What is asked: Quote the rows word for word, from the first line through the line that contains "97L160 100L147 111L147", including both ends.

[Annotation records]
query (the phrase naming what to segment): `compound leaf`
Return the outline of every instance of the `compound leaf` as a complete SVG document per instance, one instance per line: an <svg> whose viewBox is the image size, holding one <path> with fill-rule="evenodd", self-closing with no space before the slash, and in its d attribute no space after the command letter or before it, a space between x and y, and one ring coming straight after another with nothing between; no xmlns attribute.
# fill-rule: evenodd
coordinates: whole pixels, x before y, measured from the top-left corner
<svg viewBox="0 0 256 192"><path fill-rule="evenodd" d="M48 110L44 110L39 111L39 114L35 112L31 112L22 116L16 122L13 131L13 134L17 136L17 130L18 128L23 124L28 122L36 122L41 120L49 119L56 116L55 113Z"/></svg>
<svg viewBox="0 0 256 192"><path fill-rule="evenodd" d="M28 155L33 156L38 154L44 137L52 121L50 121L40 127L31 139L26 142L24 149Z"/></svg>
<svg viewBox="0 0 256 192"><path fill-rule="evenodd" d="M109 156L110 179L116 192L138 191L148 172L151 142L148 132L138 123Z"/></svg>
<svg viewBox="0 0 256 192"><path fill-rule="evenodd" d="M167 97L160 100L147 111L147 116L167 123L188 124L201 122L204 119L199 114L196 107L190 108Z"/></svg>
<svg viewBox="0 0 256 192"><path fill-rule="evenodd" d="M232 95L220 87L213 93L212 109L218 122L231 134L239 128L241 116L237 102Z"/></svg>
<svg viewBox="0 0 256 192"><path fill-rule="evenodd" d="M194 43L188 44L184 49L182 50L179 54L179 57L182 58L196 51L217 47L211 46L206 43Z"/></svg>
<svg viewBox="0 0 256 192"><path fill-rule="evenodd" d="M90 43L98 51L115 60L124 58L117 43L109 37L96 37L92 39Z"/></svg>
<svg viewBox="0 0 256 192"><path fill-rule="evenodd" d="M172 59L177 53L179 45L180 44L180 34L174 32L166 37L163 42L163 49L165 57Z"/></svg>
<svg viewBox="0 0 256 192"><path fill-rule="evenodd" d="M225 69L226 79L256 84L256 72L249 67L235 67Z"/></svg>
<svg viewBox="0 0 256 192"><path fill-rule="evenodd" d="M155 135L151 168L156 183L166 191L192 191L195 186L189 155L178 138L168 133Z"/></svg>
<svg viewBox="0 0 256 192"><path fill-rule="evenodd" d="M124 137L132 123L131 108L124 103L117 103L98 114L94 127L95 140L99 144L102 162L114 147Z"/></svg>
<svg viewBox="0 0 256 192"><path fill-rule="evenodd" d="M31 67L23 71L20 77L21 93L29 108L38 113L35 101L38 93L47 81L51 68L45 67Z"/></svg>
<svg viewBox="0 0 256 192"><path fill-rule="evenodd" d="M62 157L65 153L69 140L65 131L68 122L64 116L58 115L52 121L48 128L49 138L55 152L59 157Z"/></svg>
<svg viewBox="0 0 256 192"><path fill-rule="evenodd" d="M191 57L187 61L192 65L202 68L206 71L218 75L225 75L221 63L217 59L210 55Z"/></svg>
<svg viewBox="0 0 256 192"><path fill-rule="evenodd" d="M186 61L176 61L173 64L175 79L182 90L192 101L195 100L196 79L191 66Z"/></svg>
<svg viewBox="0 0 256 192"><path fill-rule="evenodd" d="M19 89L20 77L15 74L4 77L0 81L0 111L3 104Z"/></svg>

Final result:
query (the phrase naming what to segment): `compound leaf`
Return the outline of every instance of the `compound leaf` as a complete SVG document per instance, one instance per line: an <svg> whose viewBox is the image size, holding one <path> with fill-rule="evenodd", self-closing with no space before the slash, and in its d attribute no space after the command letter or before it, a space between x and y, and one ring coming straight after another with nothing between; no xmlns attribute.
# fill-rule: evenodd
coordinates: whole pixels, x before y, measured from the top-left corner
<svg viewBox="0 0 256 192"><path fill-rule="evenodd" d="M48 110L44 110L39 111L39 114L35 112L31 112L22 116L16 122L13 131L13 134L17 136L17 130L18 128L23 124L28 122L36 122L41 120L49 119L56 116L55 113Z"/></svg>
<svg viewBox="0 0 256 192"><path fill-rule="evenodd" d="M28 155L33 156L38 154L44 137L52 121L50 121L40 127L31 139L26 142L24 149Z"/></svg>
<svg viewBox="0 0 256 192"><path fill-rule="evenodd" d="M109 156L110 179L116 192L138 191L148 172L151 142L148 132L138 123Z"/></svg>
<svg viewBox="0 0 256 192"><path fill-rule="evenodd" d="M167 97L160 100L147 111L147 116L167 123L188 124L201 122L204 119L199 114L196 107L190 108Z"/></svg>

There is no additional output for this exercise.